— start Data supplied —

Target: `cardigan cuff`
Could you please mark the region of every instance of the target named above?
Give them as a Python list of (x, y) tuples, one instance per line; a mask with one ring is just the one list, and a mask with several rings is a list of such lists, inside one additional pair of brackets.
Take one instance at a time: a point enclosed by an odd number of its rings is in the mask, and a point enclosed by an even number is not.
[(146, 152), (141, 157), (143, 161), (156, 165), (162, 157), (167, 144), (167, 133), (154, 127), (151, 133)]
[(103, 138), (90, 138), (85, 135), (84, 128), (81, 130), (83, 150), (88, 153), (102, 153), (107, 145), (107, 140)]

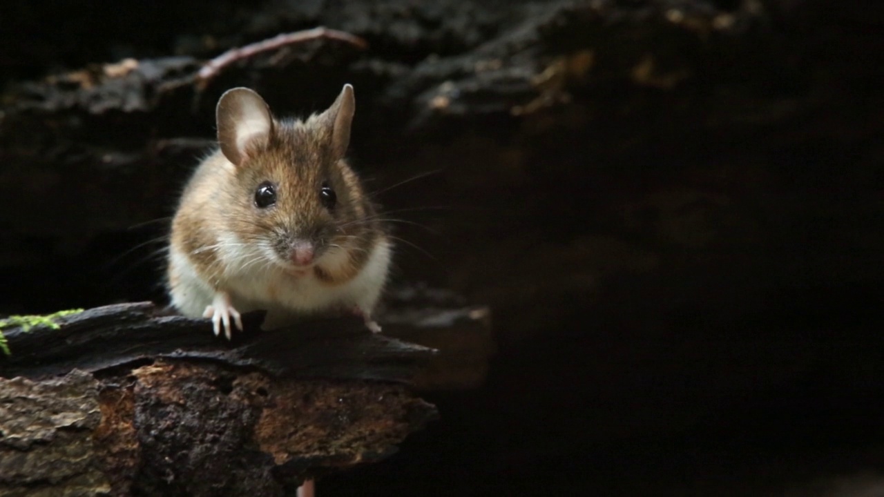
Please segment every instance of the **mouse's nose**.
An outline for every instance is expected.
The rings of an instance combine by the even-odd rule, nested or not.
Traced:
[[[300,266],[306,266],[313,262],[313,244],[298,242],[292,247],[290,253],[292,262]]]

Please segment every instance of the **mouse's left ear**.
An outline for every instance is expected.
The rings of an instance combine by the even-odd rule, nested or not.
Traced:
[[[319,115],[320,122],[332,128],[332,152],[343,158],[350,145],[350,126],[356,111],[356,98],[353,85],[344,85],[344,89],[327,111]]]
[[[266,146],[273,131],[273,118],[267,103],[247,88],[225,91],[218,100],[215,114],[221,152],[238,166],[249,152]]]

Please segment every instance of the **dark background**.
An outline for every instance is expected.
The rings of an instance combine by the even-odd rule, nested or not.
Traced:
[[[321,495],[884,495],[882,14],[7,2],[0,313],[164,302],[155,239],[220,93],[303,114],[352,82],[354,165],[404,221],[394,280],[489,304],[499,351],[484,386],[425,393],[438,422]],[[71,76],[182,57],[168,81],[317,25],[370,48],[256,57],[195,105],[144,73]]]

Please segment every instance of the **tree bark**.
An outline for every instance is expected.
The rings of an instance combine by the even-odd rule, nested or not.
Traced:
[[[230,343],[149,302],[5,330],[0,493],[294,494],[305,478],[393,453],[438,416],[413,377],[451,386],[422,370],[482,356],[372,334],[355,318],[265,332],[262,315],[245,315]],[[483,308],[400,307],[381,322],[437,342],[446,330],[487,336]]]

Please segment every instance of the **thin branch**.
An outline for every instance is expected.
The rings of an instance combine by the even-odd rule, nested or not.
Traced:
[[[196,73],[195,84],[197,91],[205,89],[212,79],[220,74],[225,67],[239,60],[248,58],[262,52],[275,50],[286,45],[295,45],[320,39],[344,42],[350,43],[359,50],[365,50],[369,46],[368,42],[359,36],[322,27],[305,31],[285,33],[267,40],[250,43],[244,47],[231,49],[205,63],[199,73]]]

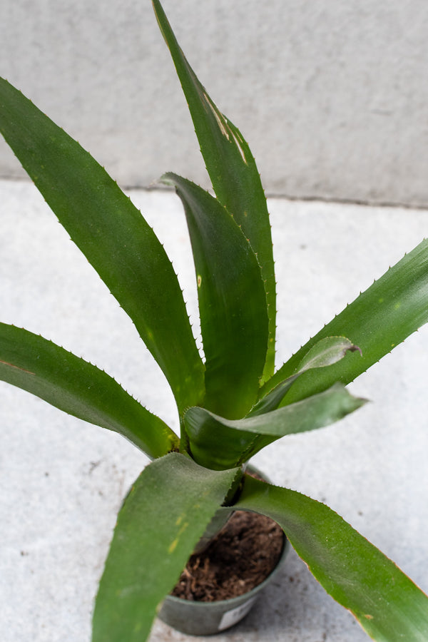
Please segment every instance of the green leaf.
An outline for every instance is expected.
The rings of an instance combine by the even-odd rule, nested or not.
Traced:
[[[106,170],[6,81],[0,129],[70,236],[136,325],[179,408],[200,402],[203,366],[163,248]]]
[[[424,240],[325,325],[265,384],[264,396],[291,376],[312,347],[325,337],[352,337],[362,357],[300,377],[287,394],[292,403],[325,390],[335,381],[350,383],[428,321],[428,240]]]
[[[204,407],[223,417],[255,403],[268,347],[266,295],[250,243],[227,210],[193,183],[165,174],[184,205],[205,362]]]
[[[160,31],[170,51],[217,198],[250,240],[265,282],[269,312],[269,347],[265,377],[273,373],[275,280],[272,237],[265,193],[254,158],[242,134],[215,106],[181,51],[158,0],[153,2]]]
[[[286,434],[332,424],[365,402],[335,384],[292,405],[243,419],[226,419],[204,408],[189,408],[184,425],[195,461],[221,470],[240,466]]]
[[[144,642],[205,526],[240,472],[171,453],[146,468],[121,511],[93,615],[93,642]]]
[[[347,352],[357,350],[361,354],[358,346],[354,345],[345,337],[326,337],[325,339],[322,339],[305,355],[297,367],[297,372],[263,397],[251,409],[248,417],[255,417],[276,409],[296,379],[303,372],[312,368],[324,368],[332,365],[343,359]]]
[[[178,439],[96,366],[28,330],[0,323],[0,379],[86,422],[120,433],[149,457]]]
[[[428,639],[428,597],[327,506],[245,476],[235,507],[277,522],[318,581],[373,639]]]

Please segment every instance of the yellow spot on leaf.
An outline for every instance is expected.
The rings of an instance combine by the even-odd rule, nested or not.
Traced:
[[[168,547],[168,552],[170,554],[173,553],[174,551],[175,550],[175,549],[177,548],[178,544],[178,538],[176,537],[175,539],[174,539],[174,541],[172,541],[170,543],[170,544],[169,545],[169,546]]]

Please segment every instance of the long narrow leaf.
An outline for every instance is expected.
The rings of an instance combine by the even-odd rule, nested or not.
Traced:
[[[178,447],[170,428],[103,370],[51,341],[4,323],[0,323],[0,379],[123,434],[152,459]]]
[[[428,597],[325,504],[245,477],[235,508],[275,519],[318,581],[373,639],[428,639]]]
[[[269,310],[269,347],[265,374],[273,373],[275,280],[265,193],[254,158],[240,132],[215,106],[181,51],[158,0],[153,2],[188,101],[195,131],[217,198],[250,240],[262,268]]]
[[[247,419],[230,420],[205,408],[189,408],[184,425],[195,461],[215,469],[232,468],[286,434],[337,422],[365,403],[340,384],[302,401]]]
[[[357,345],[345,337],[326,337],[312,347],[297,367],[297,372],[281,382],[270,392],[263,397],[251,409],[248,417],[263,414],[275,410],[295,380],[304,372],[312,368],[325,368],[340,361],[345,355],[361,351]]]
[[[146,468],[118,518],[100,582],[93,642],[144,642],[240,471],[208,471],[172,453]]]
[[[255,403],[268,347],[266,295],[257,258],[227,210],[175,174],[198,282],[205,362],[206,408],[241,417]]]
[[[200,402],[203,367],[180,286],[141,213],[88,152],[4,79],[0,131],[135,323],[179,408]]]
[[[267,394],[294,374],[302,358],[325,337],[352,337],[362,357],[347,356],[338,363],[305,373],[284,402],[292,403],[325,390],[335,381],[350,383],[428,321],[428,240],[361,294],[290,359],[261,390]]]

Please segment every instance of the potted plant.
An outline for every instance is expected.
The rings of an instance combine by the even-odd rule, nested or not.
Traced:
[[[361,407],[345,386],[428,320],[428,242],[390,268],[274,372],[275,282],[266,200],[250,148],[200,83],[158,0],[215,197],[175,174],[198,292],[205,360],[156,236],[106,171],[6,80],[1,132],[165,374],[178,437],[111,377],[59,346],[0,324],[0,378],[116,431],[153,460],[118,522],[96,598],[93,642],[147,639],[202,537],[236,510],[273,519],[324,588],[376,640],[428,637],[428,598],[326,505],[249,474],[287,434]]]

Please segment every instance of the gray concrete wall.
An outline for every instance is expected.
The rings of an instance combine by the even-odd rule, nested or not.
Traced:
[[[164,0],[270,194],[428,204],[424,0]],[[119,182],[207,184],[149,0],[4,0],[2,75]],[[0,175],[19,175],[0,146]]]

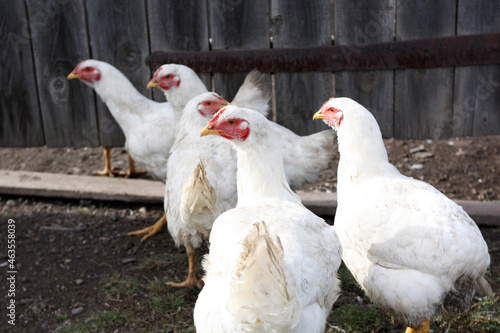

— end Data supplied —

What to produce: Render every line of the entries above as a numbered list, omitting blank lines. Leave the pictures out.

Finished answer:
1. Target: `cardigan cuff`
2. Could you please mark the region of every instance of the target named above?
3. Give them as a Python list of (x, y) tuples, one instance per line; a mask with one ring is just the one list, and a mask with several rings is a list of such lists, inside one additional pair of brackets.
4. Take one instance at a time: a point enclosed by an odd number of its rings is in the mask, and a point enclosed by an even number is not.
5. [(146, 152), (141, 157), (143, 161), (156, 165), (162, 157), (167, 144), (167, 133), (154, 127), (151, 133)]
6. [(103, 138), (90, 138), (85, 135), (84, 128), (81, 130), (83, 150), (88, 153), (102, 153), (107, 145), (107, 140)]
7. Please segment every instance of the **mouse's nose**.
8. An outline for every instance is expected.
9. The rings of an instance combine by the even-odd rule, nested or not.
10. Traced:
11. [[[300,266],[306,266],[313,262],[313,244],[298,242],[292,247],[290,253],[292,262]]]
12. Please segment every instance of the **mouse's left ear**.
13. An outline for every instance is expected.
14. The rings of an instance combine by the even-odd rule, nested or not.
15. Traced:
16. [[[319,115],[320,122],[332,128],[332,152],[343,158],[350,145],[350,126],[356,111],[356,98],[353,85],[344,85],[344,89],[327,111]]]
17. [[[266,146],[273,131],[273,118],[267,103],[247,88],[225,91],[218,100],[215,114],[221,152],[238,166],[249,152]]]
18. Please segment every instance of the **dark background**.
19. An outline for every instance is expected.
20. The rings of an instance combine by the even-odd rule, nested or not.
21. Traced:
22. [[[321,495],[884,495],[882,14],[7,2],[0,313],[164,302],[155,239],[220,93],[303,114],[352,82],[354,165],[404,221],[394,280],[489,304],[499,351],[484,386],[425,393],[438,422]],[[71,76],[182,57],[168,81],[317,25],[370,48],[256,57],[195,105],[144,73]]]
23. Please segment every instance of the **tree bark**.
24. An outline for every instance is expected.
25. The rings of an instance combine by the even-odd rule, nested or not.
26. Traced:
27. [[[230,343],[149,302],[5,330],[0,493],[294,494],[305,478],[393,453],[438,416],[413,377],[451,386],[422,370],[482,356],[372,334],[355,318],[265,332],[262,315],[245,315]],[[483,308],[400,307],[381,322],[437,342],[446,330],[487,336]]]
28. Please segment every instance of the **thin branch**.
29. An outline for every instance is expected.
30. The rings of an instance combine by the even-odd rule, nested or not.
31. Traced:
32. [[[196,73],[195,84],[197,91],[205,89],[212,79],[220,74],[225,67],[239,60],[248,58],[262,52],[275,50],[286,45],[295,45],[320,39],[344,42],[350,43],[359,50],[365,50],[369,46],[368,42],[359,36],[322,27],[305,31],[285,33],[267,40],[250,43],[244,47],[231,49],[205,63],[199,73]]]
33. Please segment every instance of the green leaf.
34. An outline for every instance is expected.
35. The rings of an instance combine by the even-odd rule, nested or not.
36. Traced:
37. [[[106,170],[6,81],[0,129],[70,236],[136,325],[179,408],[200,402],[203,366],[163,248]]]
38. [[[424,240],[325,325],[265,384],[264,396],[291,376],[312,347],[325,337],[352,337],[362,357],[300,377],[287,394],[292,403],[325,390],[335,381],[350,383],[428,321],[428,240]]]
39. [[[204,407],[223,417],[255,403],[268,347],[266,295],[250,243],[227,210],[193,183],[165,174],[184,205],[205,362]]]
40. [[[160,31],[170,51],[217,198],[250,240],[265,282],[269,312],[269,347],[265,377],[273,373],[275,280],[272,237],[265,193],[254,158],[242,134],[215,106],[181,51],[158,0],[153,2]]]
41. [[[286,434],[332,424],[365,402],[335,384],[292,405],[243,419],[226,419],[204,408],[189,408],[184,425],[195,461],[221,470],[240,466]]]
42. [[[144,642],[205,526],[240,472],[171,453],[146,468],[121,511],[93,615],[93,642]]]
43. [[[347,352],[357,350],[361,354],[358,346],[354,345],[345,337],[326,337],[325,339],[322,339],[305,355],[297,367],[297,372],[263,397],[251,409],[248,417],[255,417],[276,409],[296,379],[303,372],[312,368],[324,368],[332,365],[343,359]]]
44. [[[178,439],[96,366],[28,330],[0,323],[0,379],[86,422],[120,433],[149,457]]]
45. [[[428,639],[428,597],[327,506],[245,476],[235,507],[277,522],[318,581],[373,639]]]
46. Please segment every instance of the yellow spot on leaf.
47. An outline for every instance is expected.
48. The rings of an instance combine by the even-odd rule, nested or not.
49. Traced:
50. [[[168,547],[168,552],[170,554],[173,553],[174,551],[175,550],[175,549],[177,548],[178,544],[178,538],[176,537],[175,539],[174,539],[174,541],[172,541],[170,543],[170,544],[169,545],[169,546]]]
51. Please segment every instance of the long narrow leaf.
52. An outline for every instance is expected.
53. The rings of an instance combine by the even-odd rule, nested or not.
54. Traced:
55. [[[178,447],[170,428],[103,370],[51,341],[4,323],[0,323],[0,379],[123,434],[152,459]]]
56. [[[428,597],[325,504],[245,477],[235,508],[275,519],[318,581],[373,639],[428,639]]]
57. [[[269,310],[269,347],[265,374],[273,373],[275,280],[265,193],[254,158],[240,132],[215,106],[181,51],[158,0],[153,2],[188,101],[195,131],[217,198],[250,240],[262,268]]]
58. [[[247,419],[230,420],[205,408],[189,408],[184,425],[195,461],[215,469],[232,468],[286,434],[337,422],[365,403],[340,384],[302,401]]]
59. [[[357,345],[345,337],[326,337],[312,347],[297,367],[297,372],[281,382],[270,392],[263,397],[251,409],[248,417],[263,414],[275,410],[295,380],[304,372],[312,368],[325,368],[340,361],[345,355],[361,351]]]
60. [[[146,468],[118,518],[100,582],[93,642],[144,642],[240,471],[208,471],[172,453]]]
61. [[[255,403],[268,347],[266,295],[257,258],[227,210],[175,174],[198,282],[205,362],[206,408],[241,417]]]
62. [[[200,402],[203,367],[180,286],[141,213],[88,152],[4,79],[0,131],[135,323],[179,408]]]
63. [[[267,394],[294,374],[302,358],[325,337],[352,337],[362,357],[347,356],[338,363],[305,373],[284,402],[292,403],[325,390],[335,381],[350,383],[428,321],[428,240],[361,294],[290,359],[261,390]]]
64. Please segment every instance of the potted plant.
65. An outline for every instance is expected.
66. The rings of an instance combine by the even-odd rule, nested or not.
67. Traced:
68. [[[361,407],[345,386],[428,320],[428,242],[390,268],[274,372],[275,282],[266,200],[250,148],[200,83],[158,0],[215,197],[175,174],[198,292],[205,360],[156,236],[106,171],[6,80],[1,132],[165,374],[178,437],[111,377],[59,346],[0,324],[0,378],[116,431],[153,460],[118,522],[96,598],[93,642],[147,639],[202,537],[236,510],[273,519],[324,588],[376,640],[428,637],[428,598],[326,505],[249,474],[287,434]]]
69. Please segment every instance of the gray concrete wall.
70. An outline for every instance is expected.
71. The rings of an instance combine by the even-odd rule, nested or not.
72. Traced:
73. [[[164,0],[270,194],[428,204],[424,0]],[[119,182],[207,184],[149,0],[4,0],[2,75]],[[0,175],[19,175],[0,146]]]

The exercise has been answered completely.